■ What is required
Copy out the records that appear below, exactly as each one reads.

■ Natural language region descriptions
<<<<

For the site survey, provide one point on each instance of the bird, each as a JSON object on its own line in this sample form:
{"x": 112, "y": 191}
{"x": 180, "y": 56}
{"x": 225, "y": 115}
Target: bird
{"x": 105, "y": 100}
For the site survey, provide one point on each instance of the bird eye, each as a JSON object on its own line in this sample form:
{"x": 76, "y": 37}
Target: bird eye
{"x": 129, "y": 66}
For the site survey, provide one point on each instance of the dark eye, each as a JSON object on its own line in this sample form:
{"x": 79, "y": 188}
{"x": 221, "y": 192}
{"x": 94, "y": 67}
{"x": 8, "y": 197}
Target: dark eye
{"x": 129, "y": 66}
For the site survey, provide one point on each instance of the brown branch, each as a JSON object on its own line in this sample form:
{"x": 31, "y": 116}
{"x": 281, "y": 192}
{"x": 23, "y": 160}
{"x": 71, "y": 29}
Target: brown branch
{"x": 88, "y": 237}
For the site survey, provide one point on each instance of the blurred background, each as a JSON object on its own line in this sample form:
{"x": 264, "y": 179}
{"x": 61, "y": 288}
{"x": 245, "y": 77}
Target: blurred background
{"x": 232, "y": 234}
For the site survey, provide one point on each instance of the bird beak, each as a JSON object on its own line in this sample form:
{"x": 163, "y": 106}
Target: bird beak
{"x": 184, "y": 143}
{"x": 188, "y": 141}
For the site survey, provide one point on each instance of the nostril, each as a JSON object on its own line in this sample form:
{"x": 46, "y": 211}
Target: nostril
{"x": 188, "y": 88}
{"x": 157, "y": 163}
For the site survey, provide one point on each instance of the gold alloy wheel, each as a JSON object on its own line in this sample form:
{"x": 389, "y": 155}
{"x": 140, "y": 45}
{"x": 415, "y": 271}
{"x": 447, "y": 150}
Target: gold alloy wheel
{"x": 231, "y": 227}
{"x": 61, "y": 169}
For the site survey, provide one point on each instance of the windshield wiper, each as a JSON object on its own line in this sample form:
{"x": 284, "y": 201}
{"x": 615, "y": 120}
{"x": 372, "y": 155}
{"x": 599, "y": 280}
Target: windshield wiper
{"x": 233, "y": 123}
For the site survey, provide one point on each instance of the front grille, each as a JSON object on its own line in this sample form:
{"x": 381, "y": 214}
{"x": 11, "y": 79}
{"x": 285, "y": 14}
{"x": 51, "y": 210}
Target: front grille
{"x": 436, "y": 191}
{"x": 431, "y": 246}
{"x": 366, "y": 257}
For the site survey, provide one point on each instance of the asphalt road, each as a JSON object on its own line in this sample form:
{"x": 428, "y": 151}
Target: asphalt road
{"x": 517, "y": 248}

>>>>

■ Written solution
For the site survey, provide one point on each instance of the bird, each as a JSON object on its own line in this sample form:
{"x": 112, "y": 191}
{"x": 180, "y": 56}
{"x": 225, "y": 115}
Target: bird
{"x": 105, "y": 100}
For the site survey, provide one point on each instance of the bird eye, each as a JSON object on its own line in this sample form:
{"x": 76, "y": 37}
Target: bird eye
{"x": 129, "y": 66}
For the site survey, provide one point on each instance of the dark eye, each as a JSON object on its own line in this sample form:
{"x": 79, "y": 188}
{"x": 221, "y": 192}
{"x": 94, "y": 67}
{"x": 8, "y": 197}
Target: dark eye
{"x": 129, "y": 66}
For the site survey, provide one point on each instance of the brown branch, each as a JSON object on its own line in this sample form:
{"x": 31, "y": 116}
{"x": 281, "y": 192}
{"x": 23, "y": 160}
{"x": 71, "y": 29}
Target: brown branch
{"x": 88, "y": 237}
For the site survey, provide one point on each instance of the blurred background, each as a JSON object on its own line in this sample form:
{"x": 264, "y": 179}
{"x": 61, "y": 288}
{"x": 245, "y": 77}
Target: blurred background
{"x": 232, "y": 234}
For the site survey, provide one point on each instance of the bird beak, each as a JSON object on its own line in this sample form:
{"x": 163, "y": 106}
Target: bird beak
{"x": 184, "y": 143}
{"x": 188, "y": 141}
For the site survey, provide one point on each instance of the nostril, each as a JSON object on its own line in this sample form:
{"x": 46, "y": 211}
Target: nostril
{"x": 188, "y": 88}
{"x": 157, "y": 163}
For the site survey, provide one point on each instance of the gold alloy wheel, each as a JSON object on its own line in this sample form:
{"x": 389, "y": 155}
{"x": 140, "y": 45}
{"x": 415, "y": 271}
{"x": 447, "y": 150}
Target: gold alloy wheel
{"x": 231, "y": 227}
{"x": 61, "y": 169}
For the site survey, provide one point on each instance of the windshield wiper, each as a JSON object on its own line in this sample form:
{"x": 284, "y": 201}
{"x": 615, "y": 120}
{"x": 372, "y": 155}
{"x": 599, "y": 280}
Target: windshield wiper
{"x": 233, "y": 123}
For the site survey, provide one point on each instance of the front grille, each as a JSON object on its own line in this sample form:
{"x": 381, "y": 214}
{"x": 11, "y": 79}
{"x": 285, "y": 14}
{"x": 51, "y": 210}
Target: front grille
{"x": 436, "y": 191}
{"x": 431, "y": 246}
{"x": 366, "y": 257}
For the site survey, provide one point on each instance of the asphalt road, each as a JSON object on its own line in this sample form:
{"x": 428, "y": 151}
Target: asphalt road
{"x": 517, "y": 248}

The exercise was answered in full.